After locating the line with "Target: overcast sky" in the data that follows, return it and every later line exactly, up to and including the line with "Target: distant hillside".

**** Records shown ****

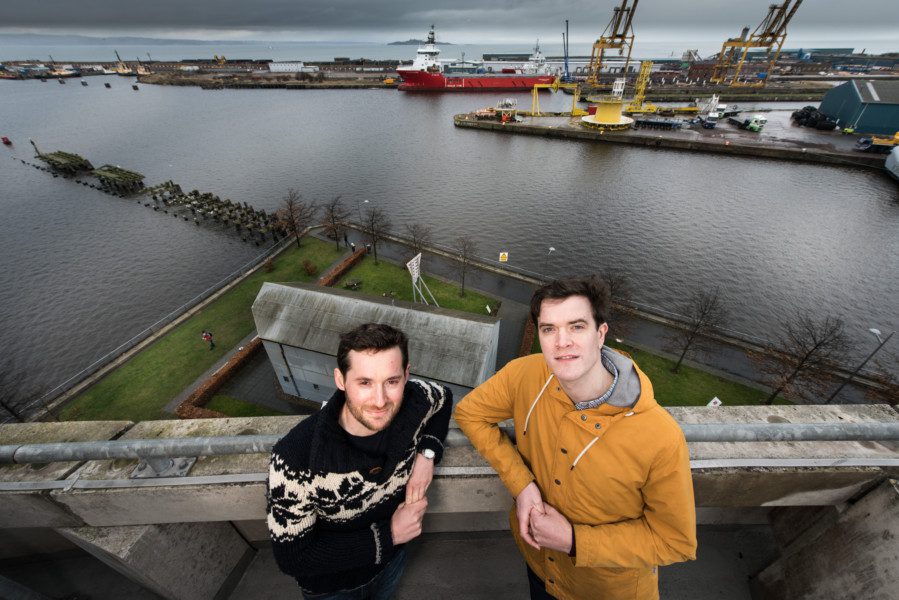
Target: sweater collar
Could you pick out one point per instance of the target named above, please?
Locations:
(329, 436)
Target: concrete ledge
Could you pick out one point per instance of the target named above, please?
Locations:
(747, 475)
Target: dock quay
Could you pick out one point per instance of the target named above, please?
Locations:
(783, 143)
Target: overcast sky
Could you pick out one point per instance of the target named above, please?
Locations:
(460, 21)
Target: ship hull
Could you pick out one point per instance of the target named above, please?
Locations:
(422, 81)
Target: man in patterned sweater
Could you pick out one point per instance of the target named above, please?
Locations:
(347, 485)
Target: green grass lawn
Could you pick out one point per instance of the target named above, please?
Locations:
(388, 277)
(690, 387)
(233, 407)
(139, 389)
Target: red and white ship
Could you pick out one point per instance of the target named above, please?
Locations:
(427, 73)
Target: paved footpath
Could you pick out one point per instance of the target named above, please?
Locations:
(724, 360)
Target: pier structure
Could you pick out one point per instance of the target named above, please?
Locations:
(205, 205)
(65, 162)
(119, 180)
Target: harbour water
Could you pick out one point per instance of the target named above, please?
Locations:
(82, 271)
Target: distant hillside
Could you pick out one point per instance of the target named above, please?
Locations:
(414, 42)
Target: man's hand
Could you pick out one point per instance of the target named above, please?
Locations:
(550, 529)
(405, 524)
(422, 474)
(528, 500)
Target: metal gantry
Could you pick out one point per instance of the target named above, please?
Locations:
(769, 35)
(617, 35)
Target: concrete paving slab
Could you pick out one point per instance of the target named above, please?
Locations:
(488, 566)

****
**** Records shown ****

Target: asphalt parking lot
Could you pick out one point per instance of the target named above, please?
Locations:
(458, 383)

****

→ **Exercise answer**
Target: overcast sky
Could you pick out one point per instance of the target named above, please?
Locations:
(460, 21)
Target: ship hull
Could you pick out one point per instance of the target named above, please?
Locations:
(422, 81)
Target: man in patterned sweater
Could you pick out one point per instance of the target named above, please?
Locations:
(347, 485)
Target: green grass lawn
Could you pick out one point per instance of the target named above, please?
Locations:
(388, 277)
(690, 387)
(233, 407)
(139, 389)
Target: red and white ship
Could you pick out one point per instance of the target named above, please?
Locations:
(427, 73)
Target: paved footpath
Could you pick out one point per instance of the target named above, please?
Locations:
(724, 360)
Target: pier structure
Could you pick out one point per instance of the target named above, please?
Locations:
(205, 205)
(65, 162)
(119, 180)
Target: harbour water
Could you pick out one point per instance of the target named above, please?
Locations:
(82, 271)
Target: distant hillside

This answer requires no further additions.